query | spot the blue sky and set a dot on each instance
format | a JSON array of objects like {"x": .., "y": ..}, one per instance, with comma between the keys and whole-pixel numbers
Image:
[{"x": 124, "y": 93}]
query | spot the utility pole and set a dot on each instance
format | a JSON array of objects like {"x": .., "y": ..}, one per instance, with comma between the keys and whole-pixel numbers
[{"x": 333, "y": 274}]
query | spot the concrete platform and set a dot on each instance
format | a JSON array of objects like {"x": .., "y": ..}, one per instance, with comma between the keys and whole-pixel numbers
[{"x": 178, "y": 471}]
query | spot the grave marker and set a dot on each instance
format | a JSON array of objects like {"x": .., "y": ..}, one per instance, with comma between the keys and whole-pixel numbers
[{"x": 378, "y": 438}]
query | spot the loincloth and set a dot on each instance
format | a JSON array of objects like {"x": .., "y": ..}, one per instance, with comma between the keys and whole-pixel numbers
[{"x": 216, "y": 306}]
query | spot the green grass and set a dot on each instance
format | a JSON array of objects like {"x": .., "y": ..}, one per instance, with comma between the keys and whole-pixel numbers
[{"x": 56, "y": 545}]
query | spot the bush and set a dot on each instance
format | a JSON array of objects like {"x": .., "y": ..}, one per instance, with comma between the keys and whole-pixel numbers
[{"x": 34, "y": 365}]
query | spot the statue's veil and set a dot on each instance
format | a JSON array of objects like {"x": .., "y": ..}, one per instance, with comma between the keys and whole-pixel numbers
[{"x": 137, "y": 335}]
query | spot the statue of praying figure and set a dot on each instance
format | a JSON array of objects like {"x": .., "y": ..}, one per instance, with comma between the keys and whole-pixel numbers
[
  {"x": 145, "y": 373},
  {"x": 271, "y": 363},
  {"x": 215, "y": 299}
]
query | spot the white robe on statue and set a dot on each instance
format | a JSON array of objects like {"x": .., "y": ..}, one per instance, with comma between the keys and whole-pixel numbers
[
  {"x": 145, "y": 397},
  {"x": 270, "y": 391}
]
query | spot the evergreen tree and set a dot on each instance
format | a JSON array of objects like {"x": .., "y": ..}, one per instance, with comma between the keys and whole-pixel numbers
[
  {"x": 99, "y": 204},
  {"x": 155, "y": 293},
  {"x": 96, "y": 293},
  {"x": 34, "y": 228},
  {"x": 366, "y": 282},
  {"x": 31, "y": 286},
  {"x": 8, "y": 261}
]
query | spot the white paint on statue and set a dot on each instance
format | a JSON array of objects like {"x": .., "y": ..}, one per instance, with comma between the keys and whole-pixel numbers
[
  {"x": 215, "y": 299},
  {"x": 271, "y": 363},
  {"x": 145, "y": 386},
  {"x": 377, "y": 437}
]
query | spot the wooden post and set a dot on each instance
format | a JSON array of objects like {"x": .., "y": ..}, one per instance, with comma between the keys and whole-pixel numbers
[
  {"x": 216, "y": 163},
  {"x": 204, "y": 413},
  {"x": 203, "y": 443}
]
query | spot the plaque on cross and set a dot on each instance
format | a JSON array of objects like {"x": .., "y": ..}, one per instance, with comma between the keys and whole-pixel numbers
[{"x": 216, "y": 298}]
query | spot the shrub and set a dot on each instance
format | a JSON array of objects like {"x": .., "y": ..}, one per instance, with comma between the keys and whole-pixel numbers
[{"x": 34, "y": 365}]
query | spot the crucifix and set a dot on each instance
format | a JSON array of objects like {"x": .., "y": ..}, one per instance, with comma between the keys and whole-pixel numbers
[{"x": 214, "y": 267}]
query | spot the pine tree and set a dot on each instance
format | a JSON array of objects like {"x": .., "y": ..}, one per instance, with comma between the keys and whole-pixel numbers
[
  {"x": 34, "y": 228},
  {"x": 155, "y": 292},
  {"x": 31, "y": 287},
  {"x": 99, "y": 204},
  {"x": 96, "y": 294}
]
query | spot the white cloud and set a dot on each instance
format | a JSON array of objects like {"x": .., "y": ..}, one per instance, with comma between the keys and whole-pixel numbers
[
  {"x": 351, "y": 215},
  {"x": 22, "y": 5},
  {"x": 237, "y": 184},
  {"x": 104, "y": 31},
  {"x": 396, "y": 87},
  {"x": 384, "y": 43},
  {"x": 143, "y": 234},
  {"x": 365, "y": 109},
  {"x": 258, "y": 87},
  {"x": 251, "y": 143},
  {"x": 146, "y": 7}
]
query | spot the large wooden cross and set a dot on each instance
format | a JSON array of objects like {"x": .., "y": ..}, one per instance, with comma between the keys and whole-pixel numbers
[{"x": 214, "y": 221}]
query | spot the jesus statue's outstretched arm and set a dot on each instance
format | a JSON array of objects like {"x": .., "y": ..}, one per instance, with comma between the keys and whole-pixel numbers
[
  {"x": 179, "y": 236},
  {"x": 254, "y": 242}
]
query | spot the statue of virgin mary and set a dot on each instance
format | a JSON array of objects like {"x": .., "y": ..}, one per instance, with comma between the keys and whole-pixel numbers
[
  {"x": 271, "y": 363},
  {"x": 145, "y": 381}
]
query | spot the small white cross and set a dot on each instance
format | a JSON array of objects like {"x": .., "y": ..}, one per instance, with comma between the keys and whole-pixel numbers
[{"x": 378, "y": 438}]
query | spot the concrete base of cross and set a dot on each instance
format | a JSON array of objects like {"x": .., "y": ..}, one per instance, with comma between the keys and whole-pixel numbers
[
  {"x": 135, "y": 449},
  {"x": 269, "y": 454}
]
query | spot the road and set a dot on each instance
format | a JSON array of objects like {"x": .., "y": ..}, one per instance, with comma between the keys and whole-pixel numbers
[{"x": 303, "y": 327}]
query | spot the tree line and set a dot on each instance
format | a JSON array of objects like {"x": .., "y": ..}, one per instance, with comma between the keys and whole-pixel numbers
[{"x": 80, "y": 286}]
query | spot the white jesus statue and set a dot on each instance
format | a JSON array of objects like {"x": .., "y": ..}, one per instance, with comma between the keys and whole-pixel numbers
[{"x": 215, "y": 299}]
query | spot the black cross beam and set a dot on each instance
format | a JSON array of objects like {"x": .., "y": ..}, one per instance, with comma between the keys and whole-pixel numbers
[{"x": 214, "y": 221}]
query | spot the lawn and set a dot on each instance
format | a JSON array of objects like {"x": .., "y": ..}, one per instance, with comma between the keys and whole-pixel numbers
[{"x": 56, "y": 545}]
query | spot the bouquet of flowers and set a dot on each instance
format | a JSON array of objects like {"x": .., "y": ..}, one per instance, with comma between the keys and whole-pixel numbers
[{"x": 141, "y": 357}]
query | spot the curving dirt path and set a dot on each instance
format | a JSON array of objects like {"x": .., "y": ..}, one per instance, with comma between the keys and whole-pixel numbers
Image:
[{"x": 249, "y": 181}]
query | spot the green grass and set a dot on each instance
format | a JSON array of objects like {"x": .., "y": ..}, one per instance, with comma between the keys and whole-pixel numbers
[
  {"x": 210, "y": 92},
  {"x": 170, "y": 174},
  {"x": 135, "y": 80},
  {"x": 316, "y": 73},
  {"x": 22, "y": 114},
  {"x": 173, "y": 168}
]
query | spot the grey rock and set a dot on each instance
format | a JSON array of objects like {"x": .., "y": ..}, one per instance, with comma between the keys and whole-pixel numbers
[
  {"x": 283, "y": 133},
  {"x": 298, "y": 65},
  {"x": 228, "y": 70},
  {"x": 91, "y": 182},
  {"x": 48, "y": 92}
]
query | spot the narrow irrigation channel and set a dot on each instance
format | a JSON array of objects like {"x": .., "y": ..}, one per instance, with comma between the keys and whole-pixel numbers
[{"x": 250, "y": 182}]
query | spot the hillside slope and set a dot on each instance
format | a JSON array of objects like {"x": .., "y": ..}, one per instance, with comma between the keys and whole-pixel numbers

========================================================================

Exercise aim:
Reproduce the lines of the listing verbatim, starting at the line that contains "query | spot the narrow" and ending at the last line of the listing, with both ends included.

Problem solution:
query | spot the narrow irrigation channel and set a dot on each instance
format | a JSON array of objects like {"x": .., "y": ..}, one per instance, with comma between the keys and whole-pixel numbers
[{"x": 250, "y": 182}]
query | spot the hillside slope and set a dot on each instance
format | a JSON array of objects like {"x": .., "y": ..}, one per instance, with comma between the keys and whole-pixel numbers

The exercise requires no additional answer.